Point placement records
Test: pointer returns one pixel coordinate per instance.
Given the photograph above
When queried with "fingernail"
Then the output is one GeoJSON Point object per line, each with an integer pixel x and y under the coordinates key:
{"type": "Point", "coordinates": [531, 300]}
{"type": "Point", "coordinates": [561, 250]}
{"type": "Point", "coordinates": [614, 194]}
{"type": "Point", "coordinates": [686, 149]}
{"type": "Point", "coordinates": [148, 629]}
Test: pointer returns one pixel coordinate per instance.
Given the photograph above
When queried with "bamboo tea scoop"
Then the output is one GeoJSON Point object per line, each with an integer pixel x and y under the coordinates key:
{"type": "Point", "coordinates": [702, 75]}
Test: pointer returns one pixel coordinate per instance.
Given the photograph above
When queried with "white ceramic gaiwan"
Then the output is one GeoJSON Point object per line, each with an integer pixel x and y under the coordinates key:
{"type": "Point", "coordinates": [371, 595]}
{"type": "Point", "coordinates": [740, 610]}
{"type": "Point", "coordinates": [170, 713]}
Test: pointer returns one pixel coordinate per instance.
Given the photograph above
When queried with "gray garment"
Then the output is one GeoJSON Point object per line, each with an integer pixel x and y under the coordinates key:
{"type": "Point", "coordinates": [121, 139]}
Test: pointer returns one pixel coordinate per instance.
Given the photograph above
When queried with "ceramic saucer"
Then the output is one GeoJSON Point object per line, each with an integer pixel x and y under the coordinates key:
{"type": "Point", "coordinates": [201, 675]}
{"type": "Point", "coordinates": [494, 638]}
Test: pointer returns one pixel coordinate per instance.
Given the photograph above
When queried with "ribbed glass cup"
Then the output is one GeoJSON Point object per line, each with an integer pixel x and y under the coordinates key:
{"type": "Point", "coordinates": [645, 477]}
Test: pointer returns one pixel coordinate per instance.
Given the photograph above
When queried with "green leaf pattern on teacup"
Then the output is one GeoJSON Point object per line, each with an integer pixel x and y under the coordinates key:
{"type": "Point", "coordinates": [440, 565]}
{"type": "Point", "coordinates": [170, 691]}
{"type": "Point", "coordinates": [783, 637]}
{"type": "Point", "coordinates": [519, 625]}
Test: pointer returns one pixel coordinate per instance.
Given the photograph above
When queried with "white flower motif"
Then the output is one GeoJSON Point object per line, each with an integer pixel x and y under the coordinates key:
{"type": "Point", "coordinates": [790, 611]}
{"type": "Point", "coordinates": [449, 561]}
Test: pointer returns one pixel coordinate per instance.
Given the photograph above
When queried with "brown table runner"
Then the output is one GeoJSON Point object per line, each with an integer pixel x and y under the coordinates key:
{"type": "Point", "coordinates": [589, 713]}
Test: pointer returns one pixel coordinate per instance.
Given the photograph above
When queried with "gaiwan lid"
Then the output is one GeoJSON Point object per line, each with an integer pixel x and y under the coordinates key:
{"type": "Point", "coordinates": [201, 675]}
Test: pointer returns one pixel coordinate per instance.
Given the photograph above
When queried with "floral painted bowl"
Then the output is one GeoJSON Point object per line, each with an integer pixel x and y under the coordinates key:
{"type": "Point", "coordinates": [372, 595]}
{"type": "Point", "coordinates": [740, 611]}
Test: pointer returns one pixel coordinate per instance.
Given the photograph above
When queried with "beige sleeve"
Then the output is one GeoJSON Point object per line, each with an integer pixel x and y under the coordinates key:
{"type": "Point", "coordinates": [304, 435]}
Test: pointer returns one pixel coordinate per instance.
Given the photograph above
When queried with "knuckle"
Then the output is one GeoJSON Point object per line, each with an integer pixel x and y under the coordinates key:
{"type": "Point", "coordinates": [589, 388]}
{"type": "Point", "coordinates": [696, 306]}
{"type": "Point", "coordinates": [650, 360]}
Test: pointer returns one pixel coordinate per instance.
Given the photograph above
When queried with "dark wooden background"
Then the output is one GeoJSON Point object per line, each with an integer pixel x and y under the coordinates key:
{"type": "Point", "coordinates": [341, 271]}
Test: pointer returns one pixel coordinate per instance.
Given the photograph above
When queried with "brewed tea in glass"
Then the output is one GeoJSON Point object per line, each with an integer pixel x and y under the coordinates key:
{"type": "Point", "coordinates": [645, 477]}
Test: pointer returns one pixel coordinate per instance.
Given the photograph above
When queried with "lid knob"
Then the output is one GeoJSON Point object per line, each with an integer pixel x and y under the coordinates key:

What you are asked to do
Please pick out every line in the rows above that contains the string "glass" and copy those lines. Case counts.

Exercise response
When queried with "ribbed glass cup"
When queried with "brewed tea in glass"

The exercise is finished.